[Data extracted from a collection]
○ ○ ○ ○

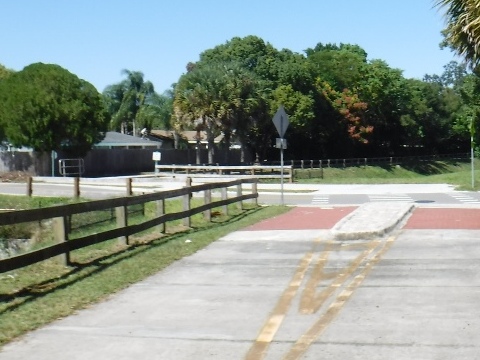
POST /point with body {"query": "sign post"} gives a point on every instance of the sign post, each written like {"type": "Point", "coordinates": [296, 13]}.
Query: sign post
{"type": "Point", "coordinates": [280, 120]}
{"type": "Point", "coordinates": [156, 156]}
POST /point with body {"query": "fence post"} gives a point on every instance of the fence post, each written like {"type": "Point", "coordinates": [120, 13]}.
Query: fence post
{"type": "Point", "coordinates": [239, 193]}
{"type": "Point", "coordinates": [208, 200]}
{"type": "Point", "coordinates": [76, 187]}
{"type": "Point", "coordinates": [255, 191]}
{"type": "Point", "coordinates": [162, 228]}
{"type": "Point", "coordinates": [29, 186]}
{"type": "Point", "coordinates": [186, 202]}
{"type": "Point", "coordinates": [129, 186]}
{"type": "Point", "coordinates": [224, 197]}
{"type": "Point", "coordinates": [121, 213]}
{"type": "Point", "coordinates": [60, 229]}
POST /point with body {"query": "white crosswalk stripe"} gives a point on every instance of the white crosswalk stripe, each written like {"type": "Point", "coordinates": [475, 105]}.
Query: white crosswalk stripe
{"type": "Point", "coordinates": [320, 199]}
{"type": "Point", "coordinates": [390, 197]}
{"type": "Point", "coordinates": [464, 198]}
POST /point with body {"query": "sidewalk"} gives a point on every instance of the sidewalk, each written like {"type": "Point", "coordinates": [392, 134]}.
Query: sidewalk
{"type": "Point", "coordinates": [292, 287]}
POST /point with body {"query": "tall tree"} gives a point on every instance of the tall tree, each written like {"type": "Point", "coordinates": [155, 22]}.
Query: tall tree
{"type": "Point", "coordinates": [217, 98]}
{"type": "Point", "coordinates": [462, 32]}
{"type": "Point", "coordinates": [48, 108]}
{"type": "Point", "coordinates": [126, 99]}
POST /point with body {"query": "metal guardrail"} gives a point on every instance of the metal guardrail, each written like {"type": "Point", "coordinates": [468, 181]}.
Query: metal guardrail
{"type": "Point", "coordinates": [346, 162]}
{"type": "Point", "coordinates": [71, 167]}
{"type": "Point", "coordinates": [260, 171]}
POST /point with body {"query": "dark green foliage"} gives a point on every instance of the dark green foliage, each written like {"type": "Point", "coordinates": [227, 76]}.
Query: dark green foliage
{"type": "Point", "coordinates": [47, 108]}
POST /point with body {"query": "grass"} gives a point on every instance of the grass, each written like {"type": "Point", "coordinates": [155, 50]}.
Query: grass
{"type": "Point", "coordinates": [451, 172]}
{"type": "Point", "coordinates": [38, 294]}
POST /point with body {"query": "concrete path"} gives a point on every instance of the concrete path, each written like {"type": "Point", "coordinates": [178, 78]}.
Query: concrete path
{"type": "Point", "coordinates": [291, 288]}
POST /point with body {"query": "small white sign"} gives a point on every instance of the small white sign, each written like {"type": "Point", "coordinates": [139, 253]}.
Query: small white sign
{"type": "Point", "coordinates": [157, 156]}
{"type": "Point", "coordinates": [281, 143]}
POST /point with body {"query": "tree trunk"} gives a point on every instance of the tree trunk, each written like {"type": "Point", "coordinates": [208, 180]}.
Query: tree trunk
{"type": "Point", "coordinates": [227, 139]}
{"type": "Point", "coordinates": [176, 139]}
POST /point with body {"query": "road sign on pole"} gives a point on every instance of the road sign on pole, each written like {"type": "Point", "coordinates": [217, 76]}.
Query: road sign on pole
{"type": "Point", "coordinates": [280, 120]}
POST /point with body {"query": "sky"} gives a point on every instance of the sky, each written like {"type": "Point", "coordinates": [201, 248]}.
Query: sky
{"type": "Point", "coordinates": [97, 39]}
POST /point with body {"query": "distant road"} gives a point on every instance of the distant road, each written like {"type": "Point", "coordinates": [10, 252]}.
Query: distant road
{"type": "Point", "coordinates": [294, 194]}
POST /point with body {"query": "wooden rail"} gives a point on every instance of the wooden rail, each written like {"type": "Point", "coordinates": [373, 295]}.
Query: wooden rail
{"type": "Point", "coordinates": [261, 171]}
{"type": "Point", "coordinates": [60, 215]}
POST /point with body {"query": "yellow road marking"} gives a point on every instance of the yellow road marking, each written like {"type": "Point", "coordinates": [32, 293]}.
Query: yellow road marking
{"type": "Point", "coordinates": [268, 331]}
{"type": "Point", "coordinates": [302, 345]}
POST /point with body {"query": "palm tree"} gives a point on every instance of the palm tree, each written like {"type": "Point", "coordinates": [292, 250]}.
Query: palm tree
{"type": "Point", "coordinates": [462, 33]}
{"type": "Point", "coordinates": [125, 100]}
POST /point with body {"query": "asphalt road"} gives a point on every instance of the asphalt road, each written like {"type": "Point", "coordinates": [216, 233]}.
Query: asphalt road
{"type": "Point", "coordinates": [269, 294]}
{"type": "Point", "coordinates": [294, 194]}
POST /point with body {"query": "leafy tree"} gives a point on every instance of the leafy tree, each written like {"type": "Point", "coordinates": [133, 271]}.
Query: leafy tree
{"type": "Point", "coordinates": [343, 66]}
{"type": "Point", "coordinates": [48, 108]}
{"type": "Point", "coordinates": [462, 33]}
{"type": "Point", "coordinates": [217, 98]}
{"type": "Point", "coordinates": [126, 101]}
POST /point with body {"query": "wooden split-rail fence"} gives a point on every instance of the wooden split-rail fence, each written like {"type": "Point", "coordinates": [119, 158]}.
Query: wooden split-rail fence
{"type": "Point", "coordinates": [61, 215]}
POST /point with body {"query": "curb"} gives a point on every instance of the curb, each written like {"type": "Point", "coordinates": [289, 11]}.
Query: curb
{"type": "Point", "coordinates": [371, 220]}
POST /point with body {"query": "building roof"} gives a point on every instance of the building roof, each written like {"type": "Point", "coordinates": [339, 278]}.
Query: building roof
{"type": "Point", "coordinates": [114, 139]}
{"type": "Point", "coordinates": [189, 135]}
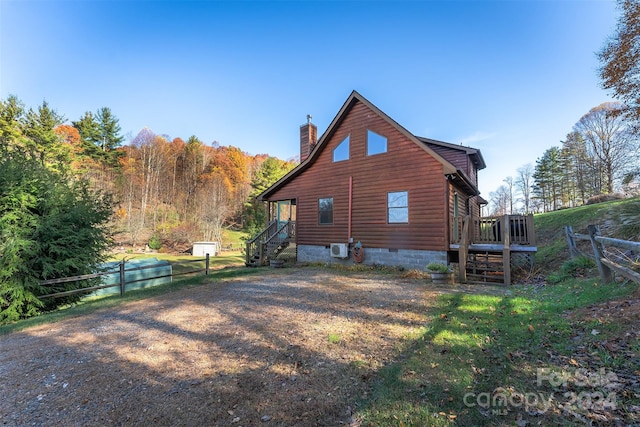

○ ○ ○ ○

=== Goal ===
Copy out each line above that contains the string "palm".

=== Result of the task ===
POST /point with body {"query": "palm tree"} gives a point on every instance of the palm tree, each written like {"type": "Point", "coordinates": [292, 250]}.
Query: palm tree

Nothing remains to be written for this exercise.